**The task**
List every court case the passage below on ICWA notice cites, giving each case's name, year, and reporter citation.

**Supplied text**
The county welfare department must send notice of all hearings until the court determines that ICWA does not apply. (§§ 224.2, subd. (i)(1), 224.3, subd. (b).) Before finding ICWA inapplicable, the court must find that the CFS conducted a "proper and adequate further inquiry" and exercised "due diligence to identify and work with" all of the pertinent tribes. (§ 224.2, subds. (i)(2), (g).) The court "must have sufficient facts, as established by the [CFS], about the claims of the parents, the extent of the inquiry, the results of the inquiry, the notice provided any tribes and the responses of the tribes to the notices given. Without these facts, the juvenile court is unable to find, explicitly or implicitly, whether" ICWA applies. (In re L.S. (2014) 230 Cal.App.4th 1183, 1198.)

Even if the court has determined that ICWA does not apply, if the court or social worker receives new information that was required to be in the ICWA notice, the social worker shall provide the new information to the pertinent tribes. (§ 224.2, subd. (j).) Failure to comply with the ICWA notice provisions generally constitutes prejudicial error requiring a limited remand. (In re B.H. (2015) 241 Cal.App.4th 603, 608-609; In re Desiree F. (2000) 83 Cal.App.4th 460, 472.)

**Dataset extract**

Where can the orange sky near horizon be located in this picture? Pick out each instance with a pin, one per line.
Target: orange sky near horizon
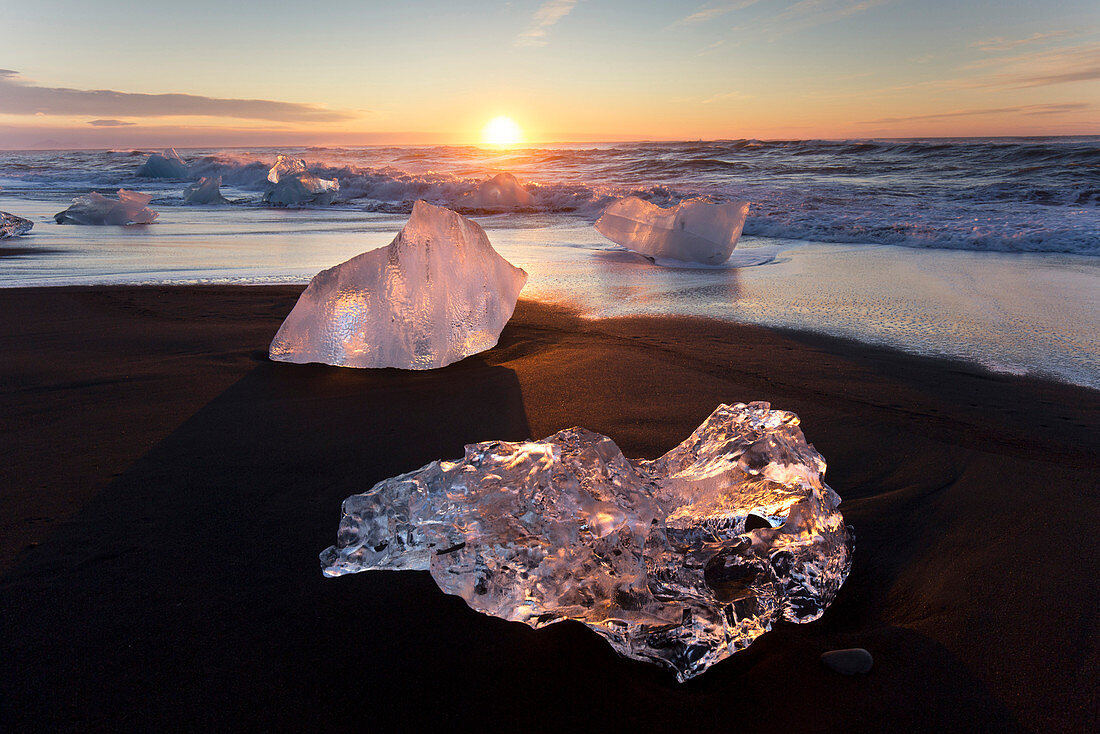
(564, 70)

**Full answer**
- In re L.S. (2014) 230 Cal.App.4th 1183, 1198
- In re B.H. (2015) 241 Cal.App.4th 603, 608-609
- In re Desiree F. (2000) 83 Cal.App.4th 460, 472